→ Çalışma yönergeleri:
(1) Alıntı metinde "Masa 3'ün adını" ile "3'ten pasaportuyla ayrılamadığıydı." arasındaki bölümü, bu ikisi de dahil olmak üzere, hiç değiştirmeden kopyalayın.
(2) Alıntı metne göre aşağıdaki soruları lütfen yanıtlayın:
(a) Başvurulan üniversitelerden hangisinden kabul geldi?
(b) Pasaport başvurusu hangi kuruma yapıldı?
(c) Masa 3'teki polis kaç hafta sonra yeniden gelinmesi gerektiğini söyledi?

→ Alıntı metin:
03 Eylül 2020

Türkiye Cumhuriyeti devletine dinmek bilmeyen kalp kırıklığım üzerine

Türkiye Cumhuriyeti vatandaşlarıyla büyük bir barış yapmadan, herkes gerçekten eşit olmadan bu ülke orta gelir tuzağından, yoksulluktan kurtulamayacak. Türkiye Cumhuriyeti vatandaşlarını affettiği gün ben de onu affedeceğim

1990'lı yılların ilk yarısında İstanbul Üniversitesi Siyasal Bilgiler Fakültesi'ni bitirdikten sonra hayalimi gerçekleştirmek üzere İngiltere'deki üniversitelere master başvurusu yaptım. Hayalim, sosyal bilimci olmaktı. Noam Chomsky, Edward Said veya Samir Amin gibi ses getiren kitaplar yazacaktım. Hayal işte…

Başvuru yaptığım pek çok üniversiteden sadece Lancaster Üniversitesi'nden kabul geldi. Kocaman kırmızı mührü bulunan bir "acceptance" belgesiydi… Eylül'ün şimdi hatırlamadığım bir gününde, İngiltere'nin kuzeyindeki Lancaster şehrinde olmam gerektiğini bildiriyorlardı.

İstanbul Emniyet Müdürlüğü'nün Cağaloğlu'ndaki ilgili birimine pasaport başvurusu yaptım. (O zamanlar pasaport başvurusu tek yerden yapılıyordu.) Birkaç gün sonraya randevu verdiler. Denilen gün gittiğimde uzun bir kuyrukla karşılaştım. Sırası gelene lacivert kapaklı pasaportunu veriyorlardı. Sıra bana geldi ve bankodaki polis, pasaportumu vermek yerine Masa 3'e gitmem gerektiğini söyledi.

Masa 3'ün adını o güne kadar duymamıştım. Pasaport kuyruğunun bulunduğu bankonun biraz ilerisinde, önünde birkaç kişinin beklediği bir bankoydu. Görevli polis "bir yere kadar" gitmişti, neredeyse yarım saattir onu bekliyorlardı.

Bunu bana söyleyen, Doğu şivesiyle konuşan, 35-40'larındaki bir adamdı. Kaderimizi Masa 3'te kesiştiren şey neydi acaba?

Bir süre daha bekledik. Nihayet bir polis gelip bankonun arkasındaki sandalyeye oturdu. Önümdeki kısa kuyruk hızla eridi. Anladığım tek şey, kimsenin Masa 3'ten pasaportuyla ayrılamadığıydı.

Nihayet sıra bana geldi. Eğilip ismimi söyledim. Polis önündeki birkaç dosyaya baktı ve pasaport başvurumun incelemede olduğunu söyledi. İki hafta sonra yeniden gelmeliydim.

→ Kayıtlı veriler:

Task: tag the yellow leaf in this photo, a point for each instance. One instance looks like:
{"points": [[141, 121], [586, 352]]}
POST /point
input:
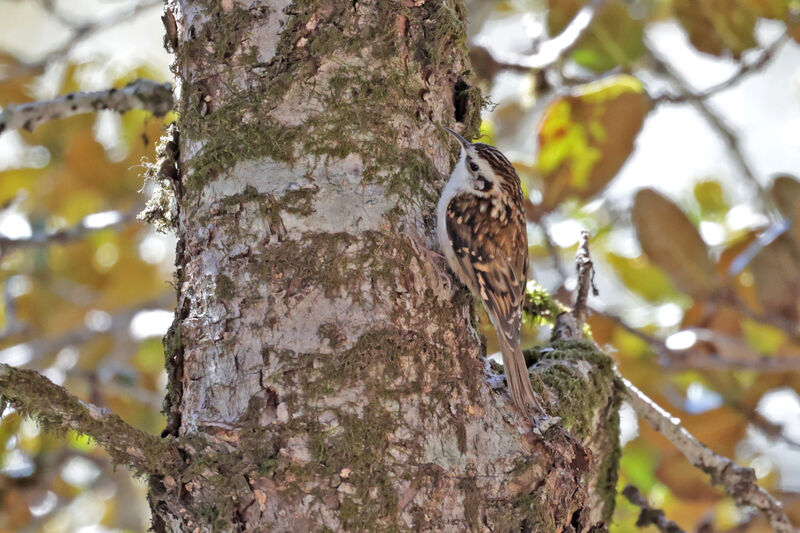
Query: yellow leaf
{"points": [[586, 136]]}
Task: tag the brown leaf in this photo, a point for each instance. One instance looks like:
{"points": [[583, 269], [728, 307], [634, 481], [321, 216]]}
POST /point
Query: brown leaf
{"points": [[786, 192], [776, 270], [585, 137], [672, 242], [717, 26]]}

...

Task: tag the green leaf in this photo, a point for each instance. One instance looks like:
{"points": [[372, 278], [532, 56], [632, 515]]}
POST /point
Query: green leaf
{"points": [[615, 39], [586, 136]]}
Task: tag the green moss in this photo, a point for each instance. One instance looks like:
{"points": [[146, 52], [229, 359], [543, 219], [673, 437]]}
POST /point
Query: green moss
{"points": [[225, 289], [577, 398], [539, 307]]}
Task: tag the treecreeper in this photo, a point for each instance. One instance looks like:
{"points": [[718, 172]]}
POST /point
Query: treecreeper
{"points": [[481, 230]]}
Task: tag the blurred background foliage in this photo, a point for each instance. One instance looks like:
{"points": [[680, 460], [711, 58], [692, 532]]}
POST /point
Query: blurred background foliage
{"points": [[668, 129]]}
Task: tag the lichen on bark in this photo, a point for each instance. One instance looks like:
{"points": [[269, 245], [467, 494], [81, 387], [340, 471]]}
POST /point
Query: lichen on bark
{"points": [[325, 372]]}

* * *

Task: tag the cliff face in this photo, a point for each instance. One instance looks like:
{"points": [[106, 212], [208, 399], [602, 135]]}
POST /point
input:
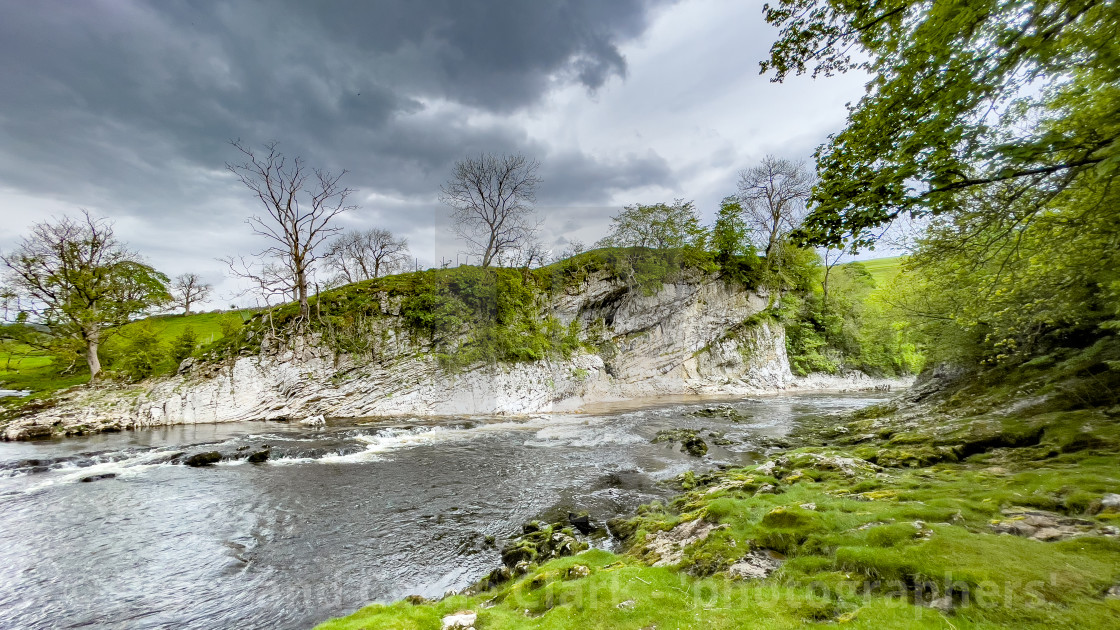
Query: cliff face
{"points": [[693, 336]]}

→ Alıştırma yanıtları:
(1)
Masa 3'ün adını o güne kadar duymamıştım. Pasaport kuyruğunun bulunduğu bankonun biraz ilerisinde, önünde birkaç kişinin beklediği bir bankoydu. Görevli polis "bir yere kadar" gitmişti, neredeyse yarım saattir onu bekliyorlardı.

Bunu bana söyleyen, Doğu şivesiyle konuşan, 35-40'larındaki bir adamdı. Kaderimizi Masa 3'te kesiştiren şey neydi acaba?

Bir süre daha bekledik. Nihayet bir polis gelip bankonun arkasındaki sandalyeye oturdu. Önümdeki kısa kuyruk hızla eridi. Anladığım tek şey, kimsenin Masa 3'ten pasaportuyla ayrılamadığıydı.

(2)
(a) Lancaster Üniversitesi'nden.
(b) İstanbul Emniyet Müdürlüğü'nün Cağaloğlu'ndaki ilgili birimine.
(c) İki hafta sonra.